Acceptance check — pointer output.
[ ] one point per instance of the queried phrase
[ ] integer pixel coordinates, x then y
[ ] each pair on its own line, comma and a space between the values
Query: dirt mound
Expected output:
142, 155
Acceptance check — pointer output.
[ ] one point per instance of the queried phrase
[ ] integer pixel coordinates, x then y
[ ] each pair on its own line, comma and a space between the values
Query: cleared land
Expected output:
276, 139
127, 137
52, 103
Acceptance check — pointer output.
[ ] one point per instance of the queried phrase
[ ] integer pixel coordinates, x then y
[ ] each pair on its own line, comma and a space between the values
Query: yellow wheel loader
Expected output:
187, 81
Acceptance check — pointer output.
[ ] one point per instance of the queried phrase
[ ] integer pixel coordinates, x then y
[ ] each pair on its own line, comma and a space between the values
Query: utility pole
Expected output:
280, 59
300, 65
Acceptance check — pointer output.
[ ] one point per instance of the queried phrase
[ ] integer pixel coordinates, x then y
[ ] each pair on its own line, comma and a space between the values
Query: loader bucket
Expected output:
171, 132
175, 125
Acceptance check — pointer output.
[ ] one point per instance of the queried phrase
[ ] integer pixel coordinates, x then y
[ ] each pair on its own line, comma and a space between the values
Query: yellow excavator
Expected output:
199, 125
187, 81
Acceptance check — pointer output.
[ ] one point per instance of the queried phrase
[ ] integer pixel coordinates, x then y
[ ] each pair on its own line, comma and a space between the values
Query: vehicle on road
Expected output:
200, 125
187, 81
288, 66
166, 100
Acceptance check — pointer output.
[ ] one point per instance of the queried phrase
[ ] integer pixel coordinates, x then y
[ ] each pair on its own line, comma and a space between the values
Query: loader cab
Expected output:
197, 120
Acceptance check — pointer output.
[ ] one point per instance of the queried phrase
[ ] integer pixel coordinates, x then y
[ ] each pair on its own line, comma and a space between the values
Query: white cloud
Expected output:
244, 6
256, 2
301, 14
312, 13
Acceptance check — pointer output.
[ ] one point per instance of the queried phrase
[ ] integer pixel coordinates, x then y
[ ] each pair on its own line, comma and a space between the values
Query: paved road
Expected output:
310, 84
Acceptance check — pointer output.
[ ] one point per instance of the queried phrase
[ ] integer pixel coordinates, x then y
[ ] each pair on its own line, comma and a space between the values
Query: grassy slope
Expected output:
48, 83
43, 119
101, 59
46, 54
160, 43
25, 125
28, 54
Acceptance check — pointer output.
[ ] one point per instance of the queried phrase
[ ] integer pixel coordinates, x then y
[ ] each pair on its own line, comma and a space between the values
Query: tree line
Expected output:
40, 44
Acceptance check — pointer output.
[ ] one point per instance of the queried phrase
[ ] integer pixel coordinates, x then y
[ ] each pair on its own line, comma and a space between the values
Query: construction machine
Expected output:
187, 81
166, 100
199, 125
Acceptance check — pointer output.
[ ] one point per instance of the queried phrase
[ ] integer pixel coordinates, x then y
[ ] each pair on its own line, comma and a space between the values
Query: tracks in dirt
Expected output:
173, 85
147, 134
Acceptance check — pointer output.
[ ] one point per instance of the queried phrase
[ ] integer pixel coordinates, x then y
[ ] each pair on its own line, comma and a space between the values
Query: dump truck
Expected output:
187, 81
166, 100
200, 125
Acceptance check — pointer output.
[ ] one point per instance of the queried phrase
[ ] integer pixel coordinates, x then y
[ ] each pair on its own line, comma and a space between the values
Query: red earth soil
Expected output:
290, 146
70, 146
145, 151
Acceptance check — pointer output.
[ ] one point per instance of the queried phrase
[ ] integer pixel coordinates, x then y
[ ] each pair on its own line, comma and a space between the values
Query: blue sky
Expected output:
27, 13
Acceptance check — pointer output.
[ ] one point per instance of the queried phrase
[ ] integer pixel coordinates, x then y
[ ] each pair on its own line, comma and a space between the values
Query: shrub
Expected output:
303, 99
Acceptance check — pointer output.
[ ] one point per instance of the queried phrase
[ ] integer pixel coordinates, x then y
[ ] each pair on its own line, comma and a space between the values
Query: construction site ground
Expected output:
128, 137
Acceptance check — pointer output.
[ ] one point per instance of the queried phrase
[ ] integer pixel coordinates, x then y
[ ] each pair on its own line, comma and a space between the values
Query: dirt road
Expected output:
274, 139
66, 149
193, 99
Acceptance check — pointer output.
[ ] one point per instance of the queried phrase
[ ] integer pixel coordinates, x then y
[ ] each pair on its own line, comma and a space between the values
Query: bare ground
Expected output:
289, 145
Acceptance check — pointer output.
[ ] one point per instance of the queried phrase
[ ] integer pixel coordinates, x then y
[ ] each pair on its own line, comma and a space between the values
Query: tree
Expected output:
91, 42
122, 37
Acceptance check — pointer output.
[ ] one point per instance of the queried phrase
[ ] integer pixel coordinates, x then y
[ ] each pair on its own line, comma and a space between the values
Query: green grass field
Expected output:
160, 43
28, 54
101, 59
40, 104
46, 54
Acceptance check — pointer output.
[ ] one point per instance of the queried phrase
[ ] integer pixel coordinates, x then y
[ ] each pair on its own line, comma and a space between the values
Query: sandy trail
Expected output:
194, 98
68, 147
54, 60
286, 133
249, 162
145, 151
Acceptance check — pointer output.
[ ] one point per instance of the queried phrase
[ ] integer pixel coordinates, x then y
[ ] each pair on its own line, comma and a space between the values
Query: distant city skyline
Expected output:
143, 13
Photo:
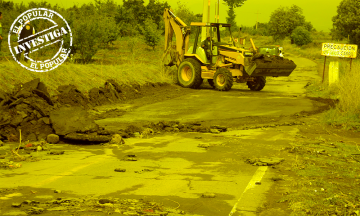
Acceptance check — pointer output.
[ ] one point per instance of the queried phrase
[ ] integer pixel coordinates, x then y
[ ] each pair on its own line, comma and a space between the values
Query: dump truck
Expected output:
224, 64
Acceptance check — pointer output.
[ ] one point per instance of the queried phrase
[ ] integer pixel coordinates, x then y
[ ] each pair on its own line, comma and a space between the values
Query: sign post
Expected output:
338, 50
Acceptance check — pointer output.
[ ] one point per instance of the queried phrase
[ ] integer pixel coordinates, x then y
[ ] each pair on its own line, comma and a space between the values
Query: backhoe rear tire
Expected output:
211, 83
189, 74
223, 79
258, 83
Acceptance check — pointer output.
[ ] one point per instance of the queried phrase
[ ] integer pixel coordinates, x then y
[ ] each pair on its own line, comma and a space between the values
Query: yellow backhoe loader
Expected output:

────────────────

* _WHAT TO DO_:
Which lines of the records contain the word "yellow"? Copy each of them.

* _ANSWER TO THIS TASK_:
Query: yellow wheel loader
Query: yellow excavator
Query: yellow backhoe loader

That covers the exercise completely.